Assistant Mentor for EVC
I did not expect to be back as an assistant mentor for EVC during the summer. (Shout out to my mentor!) I had the opportunity to oversee all things Arduino-related (i.e. instrumentation) and paper-like (i.e. the engineering report, the poster, and the presentation). Fortunately, I was able to juggle my IT internship in the city with this position, and I learned so much from both experiences. I almost wish that I worked as an IT intern first to get to apply the Agile methodology for this job. It really would have helped with organization and keeping everyone in sync as many interns had conflicting schedules, which was not as big of a problem last year.
The overarching primary purpose of EVC is to reduce greenhouse gas (GHG) emissions, but this year’s iteration of the project was to improve our platform’s reliability and performance. The driving experience in previous trial runs was not ideal: shutdowns initiated by the Battery Management System (BMS) forced us to cycle the system as we drove. This was because the motor controller requested well over 400 A from the battery pack, which had a max discharge current of 360 A. One approach to resolve this was to increase our max discharge current by installing more battery cells.
Mechanically and electrically, our biggest upgrade was to double the number of battery cells from 35 cells in series to 70 cells with 35 pairs in series. Our pack voltage would remain the same, but our max discharge current would double to 720 A. Our battery capacity would also double to 41.4 kWh. Despite a ton of trouble with the battery order, we were able to install the additional 35 cells and performed a few test runs. We were able to draw 450 A without a shutdown, but our transmission issue was worsening. To proceed with further testing, we would need to fix our transmission. Over the course of 2 days of testing, we poured in 3.5 gallons of transmission fluid. That’s not normal. (Considering how old the truck is, it’s probably a broken seal/worn parts.)
On the Arduino, our biggest undertaking was refactoring the code to implement better programming practices… and actually not make it a headache to read. After noticing some discrepancies with trip, we computed it correctly by setting a threshold value whenever it calculated a tiny amount of distance when the truck idled. The only issue is that pack current now does not collect accurate data. I suspect the value is being scaled incorrectly. Because of this, we were unable to compute the energy consumed and our MPGe. We also started to wire the motor controller with the truck’s CAN bus wiring by using a PCAN-Optoadapter. When checking for CAN signals from the motor controller, it seemed to be picking up a ton of noise, so we did not get that fully hooked up yet in time for our final test runs.
The driver’s dashboard.
I was a lot more aware of what was going on mechanically and electrically in comparison to last year, and I got to do more on-truck work! Yay!

## WHAT THIS TASK INVOLVES
According to the post about mentoring for EVC, how much transmission fluid went into the truck over two days of testing? These lines have no connection to the post above.

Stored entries
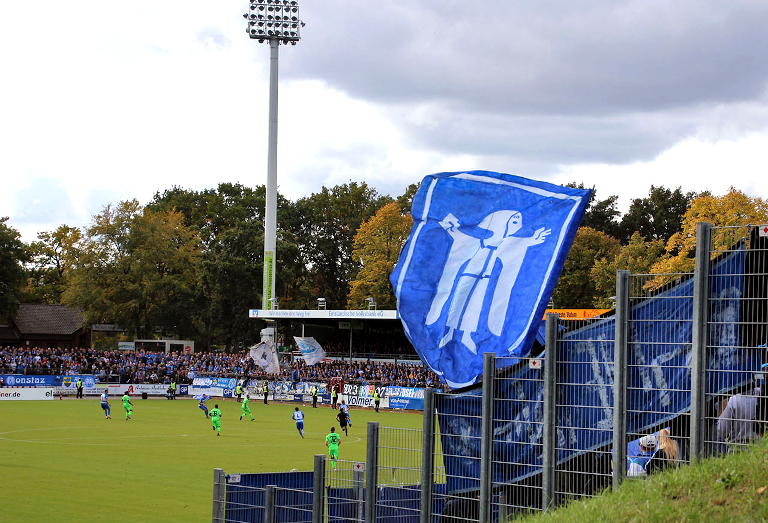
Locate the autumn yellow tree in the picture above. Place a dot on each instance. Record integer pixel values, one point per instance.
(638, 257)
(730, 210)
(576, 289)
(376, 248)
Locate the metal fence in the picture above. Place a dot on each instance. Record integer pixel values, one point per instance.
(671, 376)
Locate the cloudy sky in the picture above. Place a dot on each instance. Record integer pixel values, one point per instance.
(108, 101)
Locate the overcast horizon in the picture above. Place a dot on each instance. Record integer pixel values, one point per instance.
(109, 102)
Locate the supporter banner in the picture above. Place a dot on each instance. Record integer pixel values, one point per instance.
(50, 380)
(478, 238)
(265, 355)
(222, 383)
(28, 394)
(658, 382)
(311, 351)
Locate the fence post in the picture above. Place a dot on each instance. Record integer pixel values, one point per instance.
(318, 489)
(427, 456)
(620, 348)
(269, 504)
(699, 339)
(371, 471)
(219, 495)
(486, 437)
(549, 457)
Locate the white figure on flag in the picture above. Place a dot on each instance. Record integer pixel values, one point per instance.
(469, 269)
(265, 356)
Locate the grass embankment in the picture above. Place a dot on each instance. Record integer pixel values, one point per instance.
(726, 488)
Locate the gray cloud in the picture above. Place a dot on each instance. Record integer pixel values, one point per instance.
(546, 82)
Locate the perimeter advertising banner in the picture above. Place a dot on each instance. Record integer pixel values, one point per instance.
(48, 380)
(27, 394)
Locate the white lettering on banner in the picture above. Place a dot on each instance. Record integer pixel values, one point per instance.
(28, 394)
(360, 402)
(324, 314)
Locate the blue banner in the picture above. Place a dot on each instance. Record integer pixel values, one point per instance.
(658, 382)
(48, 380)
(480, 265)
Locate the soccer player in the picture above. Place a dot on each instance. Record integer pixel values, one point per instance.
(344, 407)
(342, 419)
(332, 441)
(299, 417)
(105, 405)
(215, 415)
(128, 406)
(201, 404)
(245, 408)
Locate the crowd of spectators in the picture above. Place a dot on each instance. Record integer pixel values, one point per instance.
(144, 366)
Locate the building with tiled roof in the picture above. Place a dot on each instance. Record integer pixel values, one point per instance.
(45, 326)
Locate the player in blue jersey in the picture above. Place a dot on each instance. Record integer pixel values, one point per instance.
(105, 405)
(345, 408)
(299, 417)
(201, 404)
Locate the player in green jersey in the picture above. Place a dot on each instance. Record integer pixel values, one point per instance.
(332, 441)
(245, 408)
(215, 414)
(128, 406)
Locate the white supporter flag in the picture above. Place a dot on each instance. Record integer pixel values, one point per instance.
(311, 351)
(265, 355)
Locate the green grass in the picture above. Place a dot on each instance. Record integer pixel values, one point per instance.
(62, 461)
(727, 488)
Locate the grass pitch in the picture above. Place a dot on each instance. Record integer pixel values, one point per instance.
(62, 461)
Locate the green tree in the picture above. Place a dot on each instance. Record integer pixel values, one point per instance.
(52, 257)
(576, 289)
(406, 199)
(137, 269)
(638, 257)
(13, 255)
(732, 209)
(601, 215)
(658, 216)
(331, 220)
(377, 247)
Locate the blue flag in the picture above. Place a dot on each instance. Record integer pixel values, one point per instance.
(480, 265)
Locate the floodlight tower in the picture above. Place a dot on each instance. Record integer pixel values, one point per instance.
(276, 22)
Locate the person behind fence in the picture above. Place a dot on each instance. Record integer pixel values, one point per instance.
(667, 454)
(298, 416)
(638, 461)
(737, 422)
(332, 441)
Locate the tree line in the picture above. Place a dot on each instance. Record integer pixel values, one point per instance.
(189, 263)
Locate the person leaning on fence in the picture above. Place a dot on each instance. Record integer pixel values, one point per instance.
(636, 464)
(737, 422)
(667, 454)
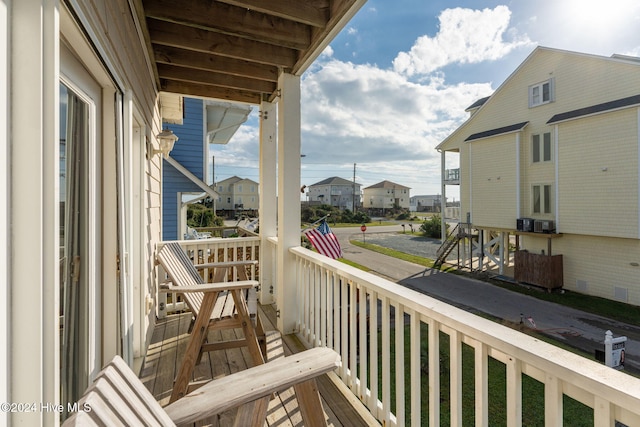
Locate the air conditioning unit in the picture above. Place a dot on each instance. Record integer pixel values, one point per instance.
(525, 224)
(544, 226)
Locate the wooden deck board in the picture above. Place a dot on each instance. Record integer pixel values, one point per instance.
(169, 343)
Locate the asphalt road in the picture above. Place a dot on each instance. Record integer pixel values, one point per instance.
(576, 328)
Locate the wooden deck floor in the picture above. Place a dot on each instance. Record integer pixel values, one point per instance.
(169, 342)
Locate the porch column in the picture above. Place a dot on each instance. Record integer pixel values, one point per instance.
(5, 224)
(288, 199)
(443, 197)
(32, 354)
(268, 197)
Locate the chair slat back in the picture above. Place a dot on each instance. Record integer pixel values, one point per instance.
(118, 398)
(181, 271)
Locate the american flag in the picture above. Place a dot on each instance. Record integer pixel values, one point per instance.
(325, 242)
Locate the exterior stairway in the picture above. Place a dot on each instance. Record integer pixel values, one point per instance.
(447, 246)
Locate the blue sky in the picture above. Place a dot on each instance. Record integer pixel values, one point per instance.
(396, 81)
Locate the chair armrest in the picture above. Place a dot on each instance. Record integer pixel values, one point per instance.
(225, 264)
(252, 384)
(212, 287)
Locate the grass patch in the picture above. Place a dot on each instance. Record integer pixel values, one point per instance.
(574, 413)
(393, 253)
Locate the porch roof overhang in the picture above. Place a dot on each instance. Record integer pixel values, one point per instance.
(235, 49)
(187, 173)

## TASK OUTPUT
3.5 gallons